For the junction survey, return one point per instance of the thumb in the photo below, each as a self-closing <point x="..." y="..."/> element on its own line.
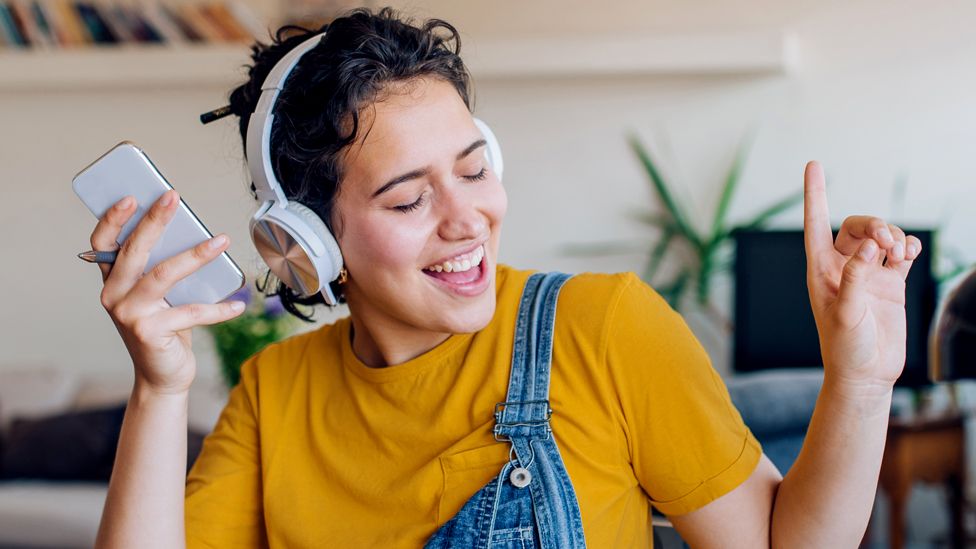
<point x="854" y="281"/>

==

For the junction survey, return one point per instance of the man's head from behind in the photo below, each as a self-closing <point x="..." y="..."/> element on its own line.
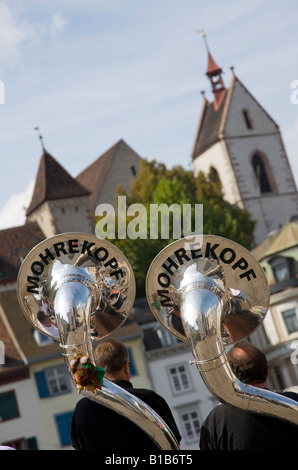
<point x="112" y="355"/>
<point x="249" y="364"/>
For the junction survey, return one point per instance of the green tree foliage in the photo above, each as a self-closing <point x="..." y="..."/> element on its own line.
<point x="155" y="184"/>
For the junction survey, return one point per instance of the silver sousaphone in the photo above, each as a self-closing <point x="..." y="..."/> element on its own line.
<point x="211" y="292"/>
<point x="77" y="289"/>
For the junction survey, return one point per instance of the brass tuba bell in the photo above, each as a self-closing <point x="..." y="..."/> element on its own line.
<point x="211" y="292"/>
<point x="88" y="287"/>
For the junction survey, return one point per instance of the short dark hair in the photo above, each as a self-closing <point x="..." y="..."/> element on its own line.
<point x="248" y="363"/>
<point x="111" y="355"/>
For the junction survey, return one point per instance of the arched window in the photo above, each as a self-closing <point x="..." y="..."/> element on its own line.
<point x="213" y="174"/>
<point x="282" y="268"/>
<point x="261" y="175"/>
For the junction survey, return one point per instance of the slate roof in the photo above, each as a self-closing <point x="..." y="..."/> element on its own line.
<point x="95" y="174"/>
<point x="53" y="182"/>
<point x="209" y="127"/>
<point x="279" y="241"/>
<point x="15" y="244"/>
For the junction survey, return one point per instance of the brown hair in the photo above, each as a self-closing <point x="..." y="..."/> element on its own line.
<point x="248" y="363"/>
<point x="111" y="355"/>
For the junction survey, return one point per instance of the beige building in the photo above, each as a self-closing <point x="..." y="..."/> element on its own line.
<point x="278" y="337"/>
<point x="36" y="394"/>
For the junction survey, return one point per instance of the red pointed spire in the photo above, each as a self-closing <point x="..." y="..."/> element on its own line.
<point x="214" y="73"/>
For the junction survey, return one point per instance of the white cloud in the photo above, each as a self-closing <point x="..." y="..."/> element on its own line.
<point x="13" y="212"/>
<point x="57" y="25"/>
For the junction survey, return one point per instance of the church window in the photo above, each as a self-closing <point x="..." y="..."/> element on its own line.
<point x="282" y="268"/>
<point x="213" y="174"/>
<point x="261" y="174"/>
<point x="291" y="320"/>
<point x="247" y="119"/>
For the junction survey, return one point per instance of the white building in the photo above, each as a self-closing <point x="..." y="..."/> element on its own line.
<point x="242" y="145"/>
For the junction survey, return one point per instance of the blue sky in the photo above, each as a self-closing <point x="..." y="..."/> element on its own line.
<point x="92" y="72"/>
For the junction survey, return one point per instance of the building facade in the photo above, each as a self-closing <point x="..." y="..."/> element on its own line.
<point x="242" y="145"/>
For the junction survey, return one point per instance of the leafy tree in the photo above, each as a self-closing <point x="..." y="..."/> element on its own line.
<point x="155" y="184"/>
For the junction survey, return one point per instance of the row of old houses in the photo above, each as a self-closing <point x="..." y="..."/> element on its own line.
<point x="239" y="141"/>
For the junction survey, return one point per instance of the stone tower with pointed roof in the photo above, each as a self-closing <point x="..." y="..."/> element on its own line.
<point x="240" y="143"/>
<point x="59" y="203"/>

What is required ▸
Filter the data above and keep every line containing the string "below". Output those lines unchanged, one per line.

Exercise response ▸
For the junction survey, return one point per instance of the thumb in the photo below, each as a self-closing <point x="..." y="..."/> element on its own line.
For the junction survey, return one point per instance of the man's head from behind in the photo below, each as a self-closing <point x="..." y="..."/> element on its own line.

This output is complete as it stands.